**課題一覧**
**A.** データ行のうち、「task: outline the blue raft」を含む行から「498 133 L 492」を含む行までを対象に、「blue raft」を「red raft」に差し替え、ほかは変えずにその範囲の行だけを書き直してください。
**B.** 弾き語りツアーのライブレポートを、本文の最後の文のあとから書き継ぐこと。

**読解用本文**
--------
初の弾き語りツアー日本編完走!ライブレポです!
初の台日弾き語りツアー「門出燦々」が、6月10日の東京公演を以て日本ツアーファイナルを迎えた。
本ツアーは、彼女にとって初の弾き語り形式でのツアーとなり、6月5日の福岡公演を皮切りに日本では5都市で、さらに続いて台湾でも3都市での公演を控えている。チケットも全公演完売しており、台湾と日本からの期待が寄せられたツアーとなった。
日本ツアーのファイナルとなった東京公演は、下北沢440で開催された。月曜の夜の下北沢、若者からスーツに身を包んだ仕事帰りのサラリーマンまで、年齢も問わず多くの人々が集うアットホームな会場のステージに彼女は登場した。やや緊張した面持ちながらも、「一年ぶりの想いを届けに来た」と口にした彼女は、2017年の1stミニアルバム『タイムトラベル』収録の「Dreamaholic」からライブをスタート。
しっとりと弾き語りながらも、ポエティックに言葉を詰め込んだ小気味よい歌い方で、会場に漂う夢のようなまどろみと聴衆を溶け込ませていく。立て続けに「三色菫」、「生まれ変わったら」と、彼女の張りのある力強い歌声とそれに呼応させるようなギターのストロークで観客をその世界観の虜にしていった。
--------
データ行

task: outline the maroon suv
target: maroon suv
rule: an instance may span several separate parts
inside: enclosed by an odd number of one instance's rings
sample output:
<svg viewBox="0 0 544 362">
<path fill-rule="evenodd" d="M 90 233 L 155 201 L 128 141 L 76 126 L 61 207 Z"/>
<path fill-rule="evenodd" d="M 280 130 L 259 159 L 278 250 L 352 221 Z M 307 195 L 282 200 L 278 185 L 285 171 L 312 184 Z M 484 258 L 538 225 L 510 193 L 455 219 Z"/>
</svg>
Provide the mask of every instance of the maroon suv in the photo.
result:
--------
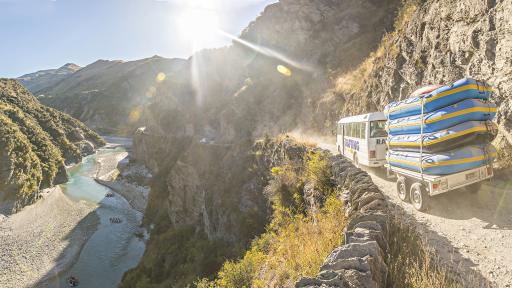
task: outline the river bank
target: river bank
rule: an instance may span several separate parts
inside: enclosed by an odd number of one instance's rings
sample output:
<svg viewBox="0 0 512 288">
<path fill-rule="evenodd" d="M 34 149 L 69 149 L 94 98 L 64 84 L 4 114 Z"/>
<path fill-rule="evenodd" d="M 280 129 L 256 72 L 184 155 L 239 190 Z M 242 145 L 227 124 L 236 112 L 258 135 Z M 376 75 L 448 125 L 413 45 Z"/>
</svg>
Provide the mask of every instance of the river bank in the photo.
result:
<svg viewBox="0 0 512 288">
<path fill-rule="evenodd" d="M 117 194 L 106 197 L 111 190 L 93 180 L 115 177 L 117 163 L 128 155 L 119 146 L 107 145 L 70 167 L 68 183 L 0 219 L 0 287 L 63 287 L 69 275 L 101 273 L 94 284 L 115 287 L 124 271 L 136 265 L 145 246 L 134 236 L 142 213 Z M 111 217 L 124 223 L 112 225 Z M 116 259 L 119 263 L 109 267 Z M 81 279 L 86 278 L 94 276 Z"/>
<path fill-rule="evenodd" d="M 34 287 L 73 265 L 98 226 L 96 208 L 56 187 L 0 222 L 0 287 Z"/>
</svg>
--------
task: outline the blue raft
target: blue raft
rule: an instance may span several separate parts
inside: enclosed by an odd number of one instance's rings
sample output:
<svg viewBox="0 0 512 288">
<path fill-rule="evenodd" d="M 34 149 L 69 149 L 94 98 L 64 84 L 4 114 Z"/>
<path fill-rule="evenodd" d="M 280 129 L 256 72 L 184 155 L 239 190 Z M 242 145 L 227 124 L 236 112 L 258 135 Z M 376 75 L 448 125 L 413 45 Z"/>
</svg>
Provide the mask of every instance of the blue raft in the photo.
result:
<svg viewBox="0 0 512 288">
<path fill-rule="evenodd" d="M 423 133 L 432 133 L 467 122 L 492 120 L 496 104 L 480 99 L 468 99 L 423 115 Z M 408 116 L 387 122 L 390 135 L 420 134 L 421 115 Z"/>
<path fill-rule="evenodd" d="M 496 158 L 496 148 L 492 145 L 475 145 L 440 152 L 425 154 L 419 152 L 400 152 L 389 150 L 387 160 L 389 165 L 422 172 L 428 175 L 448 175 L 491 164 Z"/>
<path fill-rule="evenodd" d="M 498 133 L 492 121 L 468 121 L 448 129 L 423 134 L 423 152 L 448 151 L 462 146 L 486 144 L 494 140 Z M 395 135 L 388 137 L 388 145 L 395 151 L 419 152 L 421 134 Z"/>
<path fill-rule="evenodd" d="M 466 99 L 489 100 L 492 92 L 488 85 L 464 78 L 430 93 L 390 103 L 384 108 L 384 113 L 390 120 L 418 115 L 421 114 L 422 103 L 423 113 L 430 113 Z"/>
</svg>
--------
**課題ごとの解答**
**A.**
task: outline the red raft
target: red raft
rule: an instance may span several separate parts
inside: enclosed by an odd number of one instance's rings
sample output:
<svg viewBox="0 0 512 288">
<path fill-rule="evenodd" d="M 34 149 L 69 149 L 94 98 L 64 84 L 4 114 Z"/>
<path fill-rule="evenodd" d="M 280 129 L 256 72 L 184 155 L 239 190 Z M 242 145 L 227 124 L 236 112 L 258 135 Z M 376 75 L 448 125 L 413 45 Z"/>
</svg>
Provide the mask of every instance of the red raft in the photo.
result:
<svg viewBox="0 0 512 288">
<path fill-rule="evenodd" d="M 423 133 L 432 133 L 467 122 L 492 120 L 496 104 L 480 99 L 468 99 L 423 115 Z M 408 116 L 387 122 L 390 135 L 420 134 L 421 115 Z"/>
<path fill-rule="evenodd" d="M 496 158 L 496 148 L 492 145 L 475 145 L 440 152 L 425 154 L 419 152 L 400 152 L 389 150 L 387 160 L 389 165 L 422 172 L 428 175 L 448 175 L 491 164 Z"/>
<path fill-rule="evenodd" d="M 498 133 L 492 121 L 468 121 L 448 129 L 423 134 L 423 152 L 448 151 L 462 146 L 486 144 L 494 140 Z M 395 135 L 388 137 L 388 145 L 395 151 L 419 152 L 421 134 Z"/>

**B.**
MCでは、制作中の最新EPのタイトルについて、日常で繰り返されるもの=自分の生き方を表しており、それを伝えたいという想いから『仕事』と名付けたことが発表された。このように着実に次なる表現方法を準備している彼女は、ここから今の彼女の力強さが存分に溢れた最新曲「神様」、2ndアルバム『Amoeba』からの「MOTHER」を披露。さらに続けて、「自分も彼らのように人に力を与えられるアーティストになりたい」と自身も大好きだというくるりの楽曲から、開催地の東京にちなんで「東京」をカバーするという嬉しいサプライズも。セットリストの流れとしてももちろん、この曲を歌う姿が彼女にとても馴染んでいたことに驚かされた。
合間には、自分の生まれた地のことをファンにも知ってもらおう「台湾華語教室コーナー」や、「新生活悩み相談コーナー」も行われた。
冗談なども交えつつ会場との距離感をより密接で暖かなものにしていく姿には、Mikan Hayashiの朗らかな人柄が表れており、音楽以外でもファンとのコミュニケーションを大事にしている彼女は、続けて自身の大好物を歌った「餃子のうた」、the band apartの荒井岳史と共作した「副都心」と振れ幅のある曲を続けて披露して、観客を楽しませてくれた。
最後には、Mikanの口から東阪の日本公演を含む台日バンド編成ツアー「僕たちの働き方」の開催がアナウンスされた。こちらは先述の最新EPタイトルにちなみ、彼女らバンドの生き方を示すライブになることを感じさせるツアータイトルとなっており、会場からも熱い拍手で迎えられた。続けて、新たなメンバーを迎えて新体制となったバンド、新たな始まりを迎えた自分自身を取り巻く想いを今回のツアーで伝えてきたと語る。「私自身にとっても、観客にとっても、新たに輝いている未来を迎えてほしい」とツアータイトル「門出燦々」に込めた想いを伝えて、シングル『Nice to 密 you』から「空気」を披露。弾き語りツアーの日本公演は幕を下ろした。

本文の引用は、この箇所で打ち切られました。